# TO DO
Identify the line in which "of the electrical" appears, then reproduce that line and all remaining lines of the records word for word.

# MATERIAL SHOWN

┄┄┄┄┄┄┄┄┄┄┄┄┄┄┄┄┄┄┄┄

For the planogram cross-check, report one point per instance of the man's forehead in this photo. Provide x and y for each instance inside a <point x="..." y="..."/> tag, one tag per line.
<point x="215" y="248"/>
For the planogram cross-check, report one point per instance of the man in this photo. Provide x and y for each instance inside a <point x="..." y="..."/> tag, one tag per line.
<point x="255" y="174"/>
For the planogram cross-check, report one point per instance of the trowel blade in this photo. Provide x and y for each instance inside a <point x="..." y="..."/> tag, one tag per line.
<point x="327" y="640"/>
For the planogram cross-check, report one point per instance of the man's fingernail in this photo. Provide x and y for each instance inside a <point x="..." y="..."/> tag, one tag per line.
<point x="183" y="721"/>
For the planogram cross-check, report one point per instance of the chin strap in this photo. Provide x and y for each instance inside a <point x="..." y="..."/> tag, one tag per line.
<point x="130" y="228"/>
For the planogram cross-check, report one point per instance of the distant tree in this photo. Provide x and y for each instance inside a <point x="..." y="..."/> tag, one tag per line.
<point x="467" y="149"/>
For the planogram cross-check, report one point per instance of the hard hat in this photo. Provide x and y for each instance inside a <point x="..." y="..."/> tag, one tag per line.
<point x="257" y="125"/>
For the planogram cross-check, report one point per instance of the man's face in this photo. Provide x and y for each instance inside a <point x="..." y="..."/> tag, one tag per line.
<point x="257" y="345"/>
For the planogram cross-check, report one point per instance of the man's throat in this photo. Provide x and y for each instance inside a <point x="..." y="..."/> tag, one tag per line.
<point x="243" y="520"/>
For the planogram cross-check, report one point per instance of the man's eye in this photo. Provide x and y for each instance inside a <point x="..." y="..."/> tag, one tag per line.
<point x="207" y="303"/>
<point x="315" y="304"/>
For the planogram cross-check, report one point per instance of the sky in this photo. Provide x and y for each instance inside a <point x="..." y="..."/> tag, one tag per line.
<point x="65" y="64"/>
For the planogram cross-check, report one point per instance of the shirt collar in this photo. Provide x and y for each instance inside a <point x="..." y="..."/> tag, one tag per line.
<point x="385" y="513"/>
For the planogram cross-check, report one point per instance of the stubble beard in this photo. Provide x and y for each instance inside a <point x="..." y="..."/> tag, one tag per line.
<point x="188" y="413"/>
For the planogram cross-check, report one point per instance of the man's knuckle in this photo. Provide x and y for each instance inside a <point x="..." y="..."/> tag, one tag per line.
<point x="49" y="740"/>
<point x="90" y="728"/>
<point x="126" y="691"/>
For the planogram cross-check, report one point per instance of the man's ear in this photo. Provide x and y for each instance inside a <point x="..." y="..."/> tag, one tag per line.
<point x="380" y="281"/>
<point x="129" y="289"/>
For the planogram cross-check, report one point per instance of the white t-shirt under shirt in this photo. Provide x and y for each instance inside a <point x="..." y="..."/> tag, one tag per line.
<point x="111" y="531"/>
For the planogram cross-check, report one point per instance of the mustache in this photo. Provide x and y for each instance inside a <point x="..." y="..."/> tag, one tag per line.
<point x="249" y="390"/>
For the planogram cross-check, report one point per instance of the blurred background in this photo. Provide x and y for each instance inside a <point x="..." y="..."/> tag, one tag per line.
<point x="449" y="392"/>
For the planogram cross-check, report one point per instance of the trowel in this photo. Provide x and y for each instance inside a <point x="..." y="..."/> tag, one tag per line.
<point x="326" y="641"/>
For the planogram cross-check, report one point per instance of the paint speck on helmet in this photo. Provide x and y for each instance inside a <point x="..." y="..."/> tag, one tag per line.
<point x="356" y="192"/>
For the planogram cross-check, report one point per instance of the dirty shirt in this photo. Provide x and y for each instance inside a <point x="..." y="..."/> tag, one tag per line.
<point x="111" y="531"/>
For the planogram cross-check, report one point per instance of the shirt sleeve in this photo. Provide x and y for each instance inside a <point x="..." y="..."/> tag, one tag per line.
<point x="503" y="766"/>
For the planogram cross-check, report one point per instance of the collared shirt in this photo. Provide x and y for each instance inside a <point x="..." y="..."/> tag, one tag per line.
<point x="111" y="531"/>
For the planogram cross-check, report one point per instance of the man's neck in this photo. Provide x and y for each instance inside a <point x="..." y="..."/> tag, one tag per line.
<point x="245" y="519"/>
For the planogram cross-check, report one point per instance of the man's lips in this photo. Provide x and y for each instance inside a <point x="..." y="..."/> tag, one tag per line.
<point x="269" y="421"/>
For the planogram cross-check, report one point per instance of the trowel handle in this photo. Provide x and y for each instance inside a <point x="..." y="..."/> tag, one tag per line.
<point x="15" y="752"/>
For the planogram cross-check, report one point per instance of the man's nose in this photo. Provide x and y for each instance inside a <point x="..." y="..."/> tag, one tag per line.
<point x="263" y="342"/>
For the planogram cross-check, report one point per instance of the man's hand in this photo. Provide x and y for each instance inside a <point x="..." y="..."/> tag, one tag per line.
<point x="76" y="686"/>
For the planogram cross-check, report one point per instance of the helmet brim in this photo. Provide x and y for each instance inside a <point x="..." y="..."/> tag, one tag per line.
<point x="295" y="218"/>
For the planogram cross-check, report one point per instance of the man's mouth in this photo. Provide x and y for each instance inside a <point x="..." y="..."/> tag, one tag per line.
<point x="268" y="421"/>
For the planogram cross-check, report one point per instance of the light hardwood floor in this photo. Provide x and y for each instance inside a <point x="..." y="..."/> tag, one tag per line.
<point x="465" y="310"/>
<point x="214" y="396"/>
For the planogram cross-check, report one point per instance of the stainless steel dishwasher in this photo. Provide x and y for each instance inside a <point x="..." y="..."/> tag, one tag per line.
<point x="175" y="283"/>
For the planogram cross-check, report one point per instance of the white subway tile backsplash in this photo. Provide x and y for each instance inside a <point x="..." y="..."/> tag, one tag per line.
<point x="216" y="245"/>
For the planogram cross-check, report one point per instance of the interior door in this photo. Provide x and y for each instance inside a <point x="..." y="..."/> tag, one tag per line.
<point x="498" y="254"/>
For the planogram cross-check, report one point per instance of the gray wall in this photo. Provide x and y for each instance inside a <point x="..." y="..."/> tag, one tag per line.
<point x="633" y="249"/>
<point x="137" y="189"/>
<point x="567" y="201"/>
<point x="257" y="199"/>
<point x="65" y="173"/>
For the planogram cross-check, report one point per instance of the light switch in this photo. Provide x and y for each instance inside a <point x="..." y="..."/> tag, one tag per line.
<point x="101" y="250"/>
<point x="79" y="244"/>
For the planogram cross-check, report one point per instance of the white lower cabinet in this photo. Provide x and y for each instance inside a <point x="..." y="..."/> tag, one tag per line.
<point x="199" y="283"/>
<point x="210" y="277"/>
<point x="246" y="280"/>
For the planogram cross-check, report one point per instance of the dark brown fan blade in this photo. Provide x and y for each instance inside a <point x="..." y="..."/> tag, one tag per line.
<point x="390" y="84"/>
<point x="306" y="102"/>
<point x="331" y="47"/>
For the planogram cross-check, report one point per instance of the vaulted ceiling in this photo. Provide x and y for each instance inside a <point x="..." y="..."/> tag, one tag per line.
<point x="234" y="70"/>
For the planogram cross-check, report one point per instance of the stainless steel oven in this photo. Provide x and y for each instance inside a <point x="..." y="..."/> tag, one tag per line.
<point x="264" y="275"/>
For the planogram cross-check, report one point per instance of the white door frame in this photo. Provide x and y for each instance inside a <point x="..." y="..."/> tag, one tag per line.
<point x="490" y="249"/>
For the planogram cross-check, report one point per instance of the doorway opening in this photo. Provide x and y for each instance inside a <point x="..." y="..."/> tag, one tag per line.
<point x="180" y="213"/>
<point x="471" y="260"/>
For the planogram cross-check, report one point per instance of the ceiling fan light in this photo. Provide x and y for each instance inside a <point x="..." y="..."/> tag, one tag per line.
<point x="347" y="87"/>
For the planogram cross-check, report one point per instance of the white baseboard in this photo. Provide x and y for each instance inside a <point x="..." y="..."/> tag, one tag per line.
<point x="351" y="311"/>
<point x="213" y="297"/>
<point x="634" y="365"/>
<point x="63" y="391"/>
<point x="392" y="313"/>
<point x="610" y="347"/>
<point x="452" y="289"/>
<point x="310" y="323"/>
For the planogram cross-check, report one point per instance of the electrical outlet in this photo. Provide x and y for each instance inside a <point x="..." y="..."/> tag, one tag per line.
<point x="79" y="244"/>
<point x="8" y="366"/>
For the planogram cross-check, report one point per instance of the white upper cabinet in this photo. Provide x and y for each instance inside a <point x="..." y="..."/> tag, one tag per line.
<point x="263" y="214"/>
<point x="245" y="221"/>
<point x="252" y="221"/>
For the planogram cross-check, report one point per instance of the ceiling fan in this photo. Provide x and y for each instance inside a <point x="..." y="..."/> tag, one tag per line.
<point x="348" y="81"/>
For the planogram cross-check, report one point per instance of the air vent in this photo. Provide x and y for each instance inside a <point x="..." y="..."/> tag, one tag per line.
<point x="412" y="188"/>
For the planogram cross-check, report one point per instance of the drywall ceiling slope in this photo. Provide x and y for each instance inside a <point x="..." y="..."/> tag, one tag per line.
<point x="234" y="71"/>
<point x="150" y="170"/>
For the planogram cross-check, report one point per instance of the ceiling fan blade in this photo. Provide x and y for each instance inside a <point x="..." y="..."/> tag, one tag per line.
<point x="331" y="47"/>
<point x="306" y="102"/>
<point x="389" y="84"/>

┄┄┄┄┄┄┄┄┄┄┄┄┄┄┄┄┄┄┄┄

# WRITTEN SOLUTION
For the planogram cross-check, report one point per instance of the electrical outlet in this photo. Provide x and y for each instance inside a <point x="..." y="..."/> tag, one tag per line.
<point x="79" y="244"/>
<point x="8" y="366"/>
For the planogram cross-check, report one point per instance of the white upper cabinet in this photo. Provide x and y for each instance inside a <point x="..." y="..."/> tag, one tag per line.
<point x="263" y="214"/>
<point x="245" y="221"/>
<point x="252" y="221"/>
For the planogram cross-check, report one point per instance of the ceiling fan in this photo. Provide x and y for each instance inside a <point x="..." y="..."/> tag, one tag per line.
<point x="348" y="81"/>
For the planogram cross-check, report one point per instance of the air vent in this photo. Provide x and y for each instance inside a <point x="..." y="..."/> tag, one tag per line.
<point x="412" y="188"/>
For the planogram cross-check, report one point per instance of the drywall ceiling slope in this photo. Provide x and y for each instance inside a <point x="..." y="..."/> tag, one tag per line.
<point x="234" y="71"/>
<point x="150" y="170"/>
For the planogram cross-check, report one point per instance of the ceiling fan blade in this photo. Provide x and y for each instance inside a <point x="..." y="..."/> tag, one tag per line.
<point x="331" y="47"/>
<point x="306" y="102"/>
<point x="389" y="84"/>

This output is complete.